>> START Document segment
The partition boundaries might be chosen manually by an administrator, or the database can choose them automatically (we will discuss choices of partition boundaries in more detail in Rebalancing Partitions section). This partitioning strategy is used by Bigtable, its open source equivalent HBase, RethinkDB, and MongoDB before version 2.4.

Within each partition, we can keep keys in sorted order (see SSTables and LSMTrees in Chapter 3). This has the advantage that range scans are easy, and you can treat the key as a concatenated index in order to fetch several related records in one query (see Multi-column indexes in Chapter 3). For example, consider an application that stores data from a network of sensors, where the key is the timestamp of the measurement (year-month-day-hour-minute-second). Range scans are very useful in this case, because they let you easily fetch, say, all the readings from a particular month.

However, the downside of key range partitioning is that certain access patterns can lead to hot spots. If the key is a timestamp, then the partitions correspond to ranges of time—e.g., one partition per day. Unfortunately, because we write data from the sensors to the database as the measurements happen, all the writes end up going to the same partition (the one for today), so that partition can be overloaded with writes while others sit idle.
>> END Document segment
>> START Provided data
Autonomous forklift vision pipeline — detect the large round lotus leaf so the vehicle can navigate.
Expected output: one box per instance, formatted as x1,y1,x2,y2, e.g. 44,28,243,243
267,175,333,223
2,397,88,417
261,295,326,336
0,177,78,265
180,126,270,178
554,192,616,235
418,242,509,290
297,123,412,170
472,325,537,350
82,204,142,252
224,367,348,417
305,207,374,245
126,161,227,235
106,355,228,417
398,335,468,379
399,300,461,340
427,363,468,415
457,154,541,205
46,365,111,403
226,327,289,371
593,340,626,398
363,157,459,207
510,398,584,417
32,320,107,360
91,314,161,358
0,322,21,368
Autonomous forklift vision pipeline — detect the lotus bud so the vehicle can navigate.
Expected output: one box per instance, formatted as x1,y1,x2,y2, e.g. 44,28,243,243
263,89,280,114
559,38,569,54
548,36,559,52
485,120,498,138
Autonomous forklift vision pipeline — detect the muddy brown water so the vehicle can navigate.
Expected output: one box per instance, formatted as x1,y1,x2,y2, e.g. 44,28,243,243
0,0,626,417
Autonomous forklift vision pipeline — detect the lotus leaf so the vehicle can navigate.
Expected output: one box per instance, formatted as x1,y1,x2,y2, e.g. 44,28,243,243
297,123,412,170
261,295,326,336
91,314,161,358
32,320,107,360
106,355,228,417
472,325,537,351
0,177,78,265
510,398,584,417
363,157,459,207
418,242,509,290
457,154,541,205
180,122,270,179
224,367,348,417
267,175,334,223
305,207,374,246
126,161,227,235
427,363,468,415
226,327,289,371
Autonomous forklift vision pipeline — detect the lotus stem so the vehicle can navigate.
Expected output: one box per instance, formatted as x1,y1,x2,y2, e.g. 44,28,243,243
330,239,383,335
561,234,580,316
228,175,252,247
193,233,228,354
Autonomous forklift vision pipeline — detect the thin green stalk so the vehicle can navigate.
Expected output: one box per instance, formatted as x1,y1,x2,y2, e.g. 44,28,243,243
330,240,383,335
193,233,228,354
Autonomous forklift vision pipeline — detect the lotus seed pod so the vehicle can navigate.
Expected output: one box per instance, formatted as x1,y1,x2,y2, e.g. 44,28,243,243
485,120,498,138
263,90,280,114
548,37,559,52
>> END Provided data
What to work on =>
A – How would you render this sentence from the passage on key range partitioning in Spanish: "Range scans are very useful in this case, because they let you easily fetch, say, all the readings from a particular month."
B – Which systems does the passage on key range partitioning name as using this partitioning strategy?
C – Carry the passage on key range partitioning forward from its final sentence.

The responses =>
A – Los escaneos de rango son muy útiles en este caso, porque te permiten obtener fácilmente, por ejemplo, todas las lecturas de un mes concreto.

B – Bigtable, HBase, RethinkDB, MongoDB (before version 2.4)

C –
To avoid this problem in the sensor database, you need to use something other than the timestamp as the first element of the key. For example, you could prefix each timestamp with the sensor name so that the partitioning is first by sensor name and then by time. Assuming you have many sensors active at the same time, the write load will end up more evenly spread across the partitions. Now, when you want to fetch the values of multiple sensors within a time range, you need to perform a separate range query for each sensor name.

Partitioning by Hash of Key

Because of this risk of skew and hot spots, many distributed datastores use a hash function to determine the partition for a given key.

A good hash function takes skewed data and makes it uniformly distributed. Say you have a 32-bit hash function that takes a string. Whenever you give it a new string, it returns a seemingly random number between 0 and 232 − 1. Even if the input strings are very similar, their hashes are evenly distributed across that range of numbers.

For partitioning purposes, the hash function need not be cryptographically strong: for example, MongoDB uses MD5, Cassandra uses Murmur3, and Voldemort uses the Fowler–Noll–Vo function. Many programming languages have simple hash functions built in (as they are used for hash tables), but they may not be suitable for partitioning: for example, in Java's Object.hashCode() and Ruby's Object#hash, the same key may have a different hash value in different processes [6].

Once you have a suitable hash function for keys, you can assign each partition a range of hashes (rather than a range of keys), and every key whose hash falls within a partition's range will be stored in that partition.

Figure 6-3. Partitioning by hash of key.

This technique is good at distributing keys fairly among the partitions. The partition boundaries can be evenly spaced, or they can be chosen pseudorandomly (in which case the technique is sometimes known as consistent hashing).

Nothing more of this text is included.